▶ [EXERCISE REQUIREMENTS]:
Repeat the records. Leave nothing out.
───── EXERCISE MATERIALS ─────
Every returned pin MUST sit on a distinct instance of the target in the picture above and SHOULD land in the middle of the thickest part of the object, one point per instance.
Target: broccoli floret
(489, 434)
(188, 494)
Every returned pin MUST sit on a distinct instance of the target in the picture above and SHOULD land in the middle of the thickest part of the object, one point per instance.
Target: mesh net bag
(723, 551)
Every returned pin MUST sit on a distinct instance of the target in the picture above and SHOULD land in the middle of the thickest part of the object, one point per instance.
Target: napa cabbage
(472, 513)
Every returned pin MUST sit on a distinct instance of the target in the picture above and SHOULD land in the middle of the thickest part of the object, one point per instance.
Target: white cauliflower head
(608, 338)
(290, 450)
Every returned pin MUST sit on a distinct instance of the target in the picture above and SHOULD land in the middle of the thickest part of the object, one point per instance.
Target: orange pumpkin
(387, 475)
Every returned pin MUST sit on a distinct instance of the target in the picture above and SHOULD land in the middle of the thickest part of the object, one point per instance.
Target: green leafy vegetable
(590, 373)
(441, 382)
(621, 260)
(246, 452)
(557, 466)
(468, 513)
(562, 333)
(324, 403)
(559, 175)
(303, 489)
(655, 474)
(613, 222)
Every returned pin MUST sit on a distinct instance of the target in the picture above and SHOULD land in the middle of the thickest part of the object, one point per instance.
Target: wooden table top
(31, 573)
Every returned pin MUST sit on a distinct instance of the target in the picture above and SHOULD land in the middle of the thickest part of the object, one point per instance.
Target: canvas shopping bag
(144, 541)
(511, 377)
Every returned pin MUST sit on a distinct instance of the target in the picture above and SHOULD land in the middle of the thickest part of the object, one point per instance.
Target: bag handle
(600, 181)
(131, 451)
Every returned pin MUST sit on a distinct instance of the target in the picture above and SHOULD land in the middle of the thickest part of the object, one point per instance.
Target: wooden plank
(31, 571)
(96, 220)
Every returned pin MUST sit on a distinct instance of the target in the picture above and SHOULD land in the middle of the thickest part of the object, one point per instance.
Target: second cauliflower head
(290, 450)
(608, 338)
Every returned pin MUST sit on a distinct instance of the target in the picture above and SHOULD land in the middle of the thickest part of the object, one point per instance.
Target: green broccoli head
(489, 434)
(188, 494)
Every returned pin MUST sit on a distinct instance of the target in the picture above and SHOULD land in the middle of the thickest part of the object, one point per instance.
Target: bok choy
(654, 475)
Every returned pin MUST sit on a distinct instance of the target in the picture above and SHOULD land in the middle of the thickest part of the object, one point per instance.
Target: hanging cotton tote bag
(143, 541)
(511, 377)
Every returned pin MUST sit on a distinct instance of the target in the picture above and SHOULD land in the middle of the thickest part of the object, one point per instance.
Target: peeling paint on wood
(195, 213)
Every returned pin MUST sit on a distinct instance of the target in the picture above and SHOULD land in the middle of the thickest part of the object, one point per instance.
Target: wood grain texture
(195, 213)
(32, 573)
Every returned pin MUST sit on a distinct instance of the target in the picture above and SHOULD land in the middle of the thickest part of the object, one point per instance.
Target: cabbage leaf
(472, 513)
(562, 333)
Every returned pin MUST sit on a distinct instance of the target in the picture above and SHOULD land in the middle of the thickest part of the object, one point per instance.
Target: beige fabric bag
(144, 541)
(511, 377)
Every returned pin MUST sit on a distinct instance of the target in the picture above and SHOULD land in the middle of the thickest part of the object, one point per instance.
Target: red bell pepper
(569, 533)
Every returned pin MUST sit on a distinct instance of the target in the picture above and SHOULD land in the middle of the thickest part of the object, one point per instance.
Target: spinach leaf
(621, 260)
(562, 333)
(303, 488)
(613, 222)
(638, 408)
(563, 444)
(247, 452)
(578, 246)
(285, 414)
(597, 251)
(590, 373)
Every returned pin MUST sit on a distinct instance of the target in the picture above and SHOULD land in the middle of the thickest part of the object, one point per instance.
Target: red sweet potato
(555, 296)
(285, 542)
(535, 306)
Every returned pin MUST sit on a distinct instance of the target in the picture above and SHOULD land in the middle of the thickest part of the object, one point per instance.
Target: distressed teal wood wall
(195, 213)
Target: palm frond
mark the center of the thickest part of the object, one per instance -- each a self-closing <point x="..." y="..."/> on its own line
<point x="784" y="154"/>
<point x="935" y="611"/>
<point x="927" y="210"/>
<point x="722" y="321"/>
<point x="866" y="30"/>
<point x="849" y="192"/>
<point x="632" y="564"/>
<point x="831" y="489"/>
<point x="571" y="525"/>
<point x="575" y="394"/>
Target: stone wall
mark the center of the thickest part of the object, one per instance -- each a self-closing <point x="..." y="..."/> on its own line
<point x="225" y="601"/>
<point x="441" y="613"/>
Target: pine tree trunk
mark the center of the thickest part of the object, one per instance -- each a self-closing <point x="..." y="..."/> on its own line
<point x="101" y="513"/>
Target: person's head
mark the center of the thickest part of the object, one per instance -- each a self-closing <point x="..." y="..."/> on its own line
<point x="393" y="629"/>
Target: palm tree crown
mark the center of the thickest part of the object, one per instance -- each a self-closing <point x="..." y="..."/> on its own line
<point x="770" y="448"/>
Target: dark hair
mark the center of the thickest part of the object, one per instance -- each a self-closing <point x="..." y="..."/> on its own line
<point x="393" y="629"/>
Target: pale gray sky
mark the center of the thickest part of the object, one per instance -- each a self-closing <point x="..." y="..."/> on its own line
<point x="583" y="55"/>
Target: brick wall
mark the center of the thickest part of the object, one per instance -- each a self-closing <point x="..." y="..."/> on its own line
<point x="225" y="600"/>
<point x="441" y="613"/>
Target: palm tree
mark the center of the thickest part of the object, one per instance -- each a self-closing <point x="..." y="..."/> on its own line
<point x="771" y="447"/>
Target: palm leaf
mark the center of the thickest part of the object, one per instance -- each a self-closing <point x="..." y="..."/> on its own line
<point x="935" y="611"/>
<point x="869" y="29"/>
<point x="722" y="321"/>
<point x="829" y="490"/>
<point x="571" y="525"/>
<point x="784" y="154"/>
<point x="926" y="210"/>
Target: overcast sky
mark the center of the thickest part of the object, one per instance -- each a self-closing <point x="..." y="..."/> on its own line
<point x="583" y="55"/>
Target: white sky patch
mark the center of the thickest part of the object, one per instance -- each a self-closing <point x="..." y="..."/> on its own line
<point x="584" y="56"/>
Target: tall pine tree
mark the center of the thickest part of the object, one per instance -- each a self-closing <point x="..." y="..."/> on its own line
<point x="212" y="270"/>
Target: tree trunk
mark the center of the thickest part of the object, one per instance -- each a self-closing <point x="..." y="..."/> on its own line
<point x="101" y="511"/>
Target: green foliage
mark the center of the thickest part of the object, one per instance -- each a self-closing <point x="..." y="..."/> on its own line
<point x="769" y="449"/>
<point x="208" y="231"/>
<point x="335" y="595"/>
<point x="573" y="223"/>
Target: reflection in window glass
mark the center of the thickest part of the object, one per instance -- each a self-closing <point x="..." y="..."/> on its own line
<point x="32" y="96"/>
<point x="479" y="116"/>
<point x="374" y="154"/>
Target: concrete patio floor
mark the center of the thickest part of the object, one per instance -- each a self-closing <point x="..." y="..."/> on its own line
─────
▶ [TASK RESPONSE]:
Every returned pin MUST sit on a distinct instance of the target in the picture above and SHOULD land in the middle of the thickest part of the object, one point per instance.
Target: broccoli floret
(489, 434)
(188, 494)
Every returned pin MUST sit on a distinct instance of the target in the picture above and SHOULD land in the middle of the thickest part of the object, one point per instance.
Target: mesh net bag
(723, 551)
Every returned pin MUST sit on a distinct instance of the target in the picture above and SHOULD land in the middle of the thickest part of the object, one point per instance.
Target: napa cabbage
(472, 513)
Every returned pin MUST sit on a distinct instance of the target in the picture above and SHOULD land in the middle of the thickest part of the object, one point per instance.
Target: white cauliflower head
(608, 338)
(290, 450)
Every returned pin MUST sit on a distinct instance of the target in the picture above and SHOULD land in the middle of the thickest part of the object, one point per instance.
Target: orange pumpkin
(387, 475)
Every returned pin MUST sit on a distinct instance of the target in the picture above and SHOULD land in the middle of the thickest part of the object, one point per instance.
Target: green leafy vegetable
(590, 373)
(441, 382)
(621, 260)
(246, 452)
(557, 466)
(468, 513)
(562, 333)
(324, 403)
(559, 175)
(303, 489)
(655, 474)
(613, 222)
Every returned pin MUST sit on a distinct instance of the target in the picture above and SHOULD land in the middle of the thickest part of the object, one point per instance.
Target: wooden table top
(31, 573)
Every returned pin MUST sit on a distinct instance of the target in the picture above and SHOULD land in the middle of the thickest part of the object, one point per instance.
Target: canvas shopping bag
(144, 541)
(511, 377)
Every returned pin MUST sit on a distinct instance of the target in the picture above and SHOULD land in the middle of the thickest part of the object, one point per instance.
Target: bag handle
(600, 181)
(131, 451)
Every returned pin MUST sit on a distinct instance of the target in the picture above and SHOULD land in the middle of the thickest part of the object, one point per instance.
Target: wooden plank
(31, 571)
(96, 220)
Every returned pin MUST sit on a distinct instance of the target in the picture above and SHOULD land in the middle of the thickest part of the object, one point per instance.
Target: second cauliflower head
(290, 450)
(608, 338)
Every returned pin MUST sit on a distinct instance of the target in the picture above and SHOULD land in the middle of the thickest part of the object, one point per instance.
Target: green broccoli head
(489, 434)
(188, 494)
Every returned pin MUST sit on a distinct instance of the target in the picture above and SHOULD land in the middle of the thickest part of the object, one point per instance.
Target: bok choy
(654, 475)
Every returned pin MUST sit on a distinct instance of the target in the picture above and SHOULD land in the middle of the thickest part of the object, one point per instance.
Target: hanging cotton tote bag
(143, 541)
(511, 377)
Every returned pin MUST sit on a distinct instance of the target in the picture above and SHOULD land in the middle of the thickest part of the object, one point per instance.
Target: peeling paint on wood
(195, 213)
Every returned pin MUST sit on a distinct instance of the target in the picture above and SHOULD land in the middle of the thickest part of the object, one point per instance.
Target: wood grain texture
(195, 213)
(32, 573)
Every returned pin MUST sit on a distinct instance of the target in the picture above and SHOULD land in the middle of the thickest part of the object, one point per instance.
Target: cabbage leaf
(472, 513)
(562, 333)
Every returned pin MUST sit on a distinct instance of the target in the picture above and SHOULD land in the middle of the thickest part of the object, one point per instance.
Target: beige fabric bag
(144, 541)
(511, 377)
Every returned pin MUST sit on a distinct instance of the target in the picture above and SHOULD land in the middle of the thickest part of the object, one point per instance.
Target: red bell pepper
(569, 533)
Every returned pin MUST sit on a distinct instance of the target in the picture above and SHOULD land in the middle of the thickest part of the object, one point per instance.
Target: spinach leaf
(621, 260)
(562, 333)
(303, 488)
(613, 222)
(638, 408)
(563, 444)
(247, 452)
(578, 246)
(285, 414)
(597, 251)
(590, 373)
Every returned pin MUST sit on a distinct instance of the target in the picture above and SHOULD land in the middle of the thickest part of the object, one point per instance.
Target: red sweet potato
(555, 296)
(285, 542)
(535, 306)
Every returned pin MUST sit on a distinct instance of the target in the picture above and SHOULD land in the middle of the thickest part of the object, one point per instance.
Target: distressed teal wood wall
(195, 213)
Target: palm frond
mark the center of the thickest part of the object, one per instance -- each a self-closing <point x="..." y="..."/> on its own line
<point x="784" y="154"/>
<point x="935" y="611"/>
<point x="927" y="210"/>
<point x="722" y="321"/>
<point x="866" y="30"/>
<point x="849" y="192"/>
<point x="632" y="564"/>
<point x="831" y="489"/>
<point x="571" y="525"/>
<point x="575" y="394"/>
Target: stone wall
mark the center of the thickest part of the object, one per instance -- each a self-closing <point x="..." y="..."/> on its own line
<point x="225" y="601"/>
<point x="441" y="613"/>
Target: pine tree trunk
mark the center of the thickest part of the object, one per instance -- each a self-closing <point x="..." y="..."/> on its own line
<point x="101" y="513"/>
Target: person's head
mark the center of the thickest part of the object, one per instance -- each a self-closing <point x="..." y="..."/> on its own line
<point x="393" y="629"/>
Target: palm tree crown
mark the center of the thickest part of the object, one per instance -- each a self-closing <point x="..." y="..."/> on its own line
<point x="770" y="448"/>
Target: dark hair
mark the center of the thickest part of the object, one per instance -- each a self-closing <point x="..." y="..."/> on its own line
<point x="393" y="629"/>
Target: pale gray sky
mark the center of the thickest part of the object, one per instance -- each a self-closing <point x="..." y="..."/> on its own line
<point x="583" y="55"/>
Target: brick wall
mark the center of the thickest part of the object, one per instance -- each a self-closing <point x="..." y="..."/> on its own line
<point x="225" y="600"/>
<point x="441" y="613"/>
Target: palm tree
mark the center of the thickest part of the object, one per instance -- each a self-closing <point x="..." y="..."/> on its own line
<point x="771" y="447"/>
Target: palm leaf
mark the center of the thickest part of the object, one per instance -- each a self-closing <point x="..." y="..."/> on its own line
<point x="935" y="611"/>
<point x="869" y="29"/>
<point x="722" y="321"/>
<point x="829" y="490"/>
<point x="571" y="525"/>
<point x="784" y="154"/>
<point x="926" y="210"/>
Target: overcast sky
mark the center of the thickest part of the object, one per instance -- each a self-closing <point x="..." y="..."/> on its own line
<point x="583" y="55"/>
Target: white sky patch
mark the center of the thickest part of the object, one per instance -- each a self-closing <point x="..." y="..."/> on its own line
<point x="584" y="56"/>
Target: tall pine tree
mark the center of the thickest part of the object, one per instance -- each a self-closing <point x="..." y="..."/> on its own line
<point x="212" y="270"/>
Target: tree trunk
mark the center of the thickest part of the object, one per instance -- each a self-closing <point x="..." y="..."/> on its own line
<point x="101" y="511"/>
Target: green foliage
mark the center of the thickest part of the object, one per instance -- each a self-closing <point x="..." y="..."/> on its own line
<point x="769" y="449"/>
<point x="208" y="231"/>
<point x="335" y="595"/>
<point x="573" y="223"/>
Target: reflection in window glass
mark the center of the thickest part of the object, one per instance -- each a self-closing <point x="..." y="..."/> on its own line
<point x="32" y="96"/>
<point x="479" y="116"/>
<point x="374" y="154"/>
Target: concrete patio floor
mark the center of the thickest part of the object, one per instance -- each a self-closing <point x="..." y="..."/> on its own line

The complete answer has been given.